START Reading passage
Next, xdb:storeVarrayAsTable=“true” is a global XML DB annotation, which tells the XML DB to store all the VARRAY elements in nested object tables. This annotation helps to speed up the queries on XML elements that are defined with maxOccurs > 1. For example, in customer_simple_ann.xsd, this annotation affects the storage of the <ADDRESS> elements.
In addition, you can specify an XML DB annotation xdb:mapUnboundedStringToLob=“true” in the <schema> element to map unbounded strings to CLOB and unbounded binary data to BLOB with out-of-line table storage. By default, it is set to be false so that all unbounded strings defined in the XML schema map to VARCHAR2(4000) and unbounded binary data maps to RAW(2000) with inline table storage. Since inline table storage does not efficiently store large XML documents, you should set xdb:mapUnboundedStringToLob=“true”.
For all the global complex and simple types, you can define the following XML DB annotations to specify the corresponding SQL names and data types:
xdb:SQLType Specifies the SQL type mapped to the XML schema type definition. You can use this annotation to avoid having the XML DB generate names for the SQL data types.
xdb:maintainDOM Specifies whether the complex type should maintain DOM fidelity. Normally, you should set this to false. Otherwise, the XML DB by default will add the SYS_XDBPD$ attribute (position descriptor) to each created object type to preserve information such as comments, processing instructions, and the sibling element orders in XML, and thus increases the storage overhead. For example, to avoid maintaining the DOM fidelity in the customer records, xdb:maintainDOM=“false” is set on CustomerType.
END Reading passage
START Data provided
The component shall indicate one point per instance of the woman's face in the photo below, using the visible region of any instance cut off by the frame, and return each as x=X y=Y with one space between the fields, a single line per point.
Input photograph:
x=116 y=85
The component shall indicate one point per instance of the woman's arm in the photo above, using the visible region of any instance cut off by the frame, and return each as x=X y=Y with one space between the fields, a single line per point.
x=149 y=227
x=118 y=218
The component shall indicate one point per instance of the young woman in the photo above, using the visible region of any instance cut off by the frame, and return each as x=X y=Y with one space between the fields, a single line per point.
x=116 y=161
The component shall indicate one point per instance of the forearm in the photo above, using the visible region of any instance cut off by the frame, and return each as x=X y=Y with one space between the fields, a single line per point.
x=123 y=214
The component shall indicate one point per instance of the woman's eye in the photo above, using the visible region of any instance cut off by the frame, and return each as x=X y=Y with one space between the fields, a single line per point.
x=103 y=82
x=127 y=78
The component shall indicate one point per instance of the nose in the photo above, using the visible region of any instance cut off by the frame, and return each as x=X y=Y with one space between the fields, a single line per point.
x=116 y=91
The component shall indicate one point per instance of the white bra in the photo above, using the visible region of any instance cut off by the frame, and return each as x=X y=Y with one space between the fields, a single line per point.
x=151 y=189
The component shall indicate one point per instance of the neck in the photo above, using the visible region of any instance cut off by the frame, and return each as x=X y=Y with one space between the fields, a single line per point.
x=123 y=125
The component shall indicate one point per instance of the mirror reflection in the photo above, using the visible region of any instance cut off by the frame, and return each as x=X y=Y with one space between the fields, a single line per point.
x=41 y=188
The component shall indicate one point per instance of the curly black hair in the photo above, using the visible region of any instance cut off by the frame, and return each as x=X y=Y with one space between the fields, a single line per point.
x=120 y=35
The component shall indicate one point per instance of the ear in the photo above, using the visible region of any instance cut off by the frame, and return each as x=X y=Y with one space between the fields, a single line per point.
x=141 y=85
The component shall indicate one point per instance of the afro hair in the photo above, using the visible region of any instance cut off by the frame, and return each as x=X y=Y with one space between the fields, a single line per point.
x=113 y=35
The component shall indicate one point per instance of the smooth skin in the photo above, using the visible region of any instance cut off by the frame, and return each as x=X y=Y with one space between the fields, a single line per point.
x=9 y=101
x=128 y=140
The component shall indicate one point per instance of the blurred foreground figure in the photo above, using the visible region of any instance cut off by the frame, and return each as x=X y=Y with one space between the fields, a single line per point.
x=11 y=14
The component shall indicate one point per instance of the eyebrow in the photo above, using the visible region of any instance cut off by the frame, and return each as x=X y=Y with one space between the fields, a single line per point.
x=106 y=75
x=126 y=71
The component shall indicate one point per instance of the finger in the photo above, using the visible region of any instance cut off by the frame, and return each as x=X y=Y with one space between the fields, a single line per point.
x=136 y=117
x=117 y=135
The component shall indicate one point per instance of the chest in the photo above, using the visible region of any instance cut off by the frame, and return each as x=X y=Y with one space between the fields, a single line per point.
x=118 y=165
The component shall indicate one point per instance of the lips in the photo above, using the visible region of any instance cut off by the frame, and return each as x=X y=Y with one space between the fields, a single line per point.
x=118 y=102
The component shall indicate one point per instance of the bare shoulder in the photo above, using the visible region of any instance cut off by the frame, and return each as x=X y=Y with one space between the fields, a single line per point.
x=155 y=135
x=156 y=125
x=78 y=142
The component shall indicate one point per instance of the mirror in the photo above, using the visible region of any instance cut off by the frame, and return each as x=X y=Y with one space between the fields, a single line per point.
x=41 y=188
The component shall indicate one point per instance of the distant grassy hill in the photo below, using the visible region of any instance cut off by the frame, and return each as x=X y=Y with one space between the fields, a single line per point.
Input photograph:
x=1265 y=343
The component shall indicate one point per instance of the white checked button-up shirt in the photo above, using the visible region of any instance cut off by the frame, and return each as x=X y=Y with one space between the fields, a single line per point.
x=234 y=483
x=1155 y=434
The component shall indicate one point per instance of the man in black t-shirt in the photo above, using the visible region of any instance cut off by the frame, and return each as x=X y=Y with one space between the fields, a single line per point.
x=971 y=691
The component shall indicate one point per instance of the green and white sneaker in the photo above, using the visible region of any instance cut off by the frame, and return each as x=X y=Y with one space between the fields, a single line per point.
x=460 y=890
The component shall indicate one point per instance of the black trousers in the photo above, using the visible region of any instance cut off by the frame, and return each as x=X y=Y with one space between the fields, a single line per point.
END Data provided
= What to do =
Could you quote the passage on XML DB annotations in full, word for word?

= Exercise answer =
Next, xdb:storeVarrayAsTable=“true” is a global XML DB annotation, which tells the XML DB to store all the VARRAY elements in nested object tables. This annotation helps to speed up the queries on XML elements that are defined with maxOccurs > 1. For example, in customer_simple_ann.xsd, this annotation affects the storage of the <ADDRESS> elements.
In addition, you can specify an XML DB annotation xdb:mapUnboundedStringToLob=“true” in the <schema> element to map unbounded strings to CLOB and unbounded binary data to BLOB with out-of-line table storage. By default, it is set to be false so that all unbounded strings defined in the XML schema map to VARCHAR2(4000) and unbounded binary data maps to RAW(2000) with inline table storage. Since inline table storage does not efficiently store large XML documents, you should set xdb:mapUnboundedStringToLob=“true”.
For all the global complex and simple types, you can define the following XML DB annotations to specify the corresponding SQL names and data types:
xdb:SQLType Specifies the SQL type mapped to the XML schema type definition. You can use this annotation to avoid having the XML DB generate names for the SQL data types.
xdb:maintainDOM Specifies whether the complex type should maintain DOM fidelity. Normally, you should set this to false. Otherwise, the XML DB by default will add the SYS_XDBPD$ attribute (position descriptor) to each created object type to preserve information such as comments, processing instructions, and the sibling element orders in XML, and thus increases the storage overhead. For example, to avoid maintaining the DOM fidelity in the customer records, xdb:maintainDOM=“false” is set on CustomerType.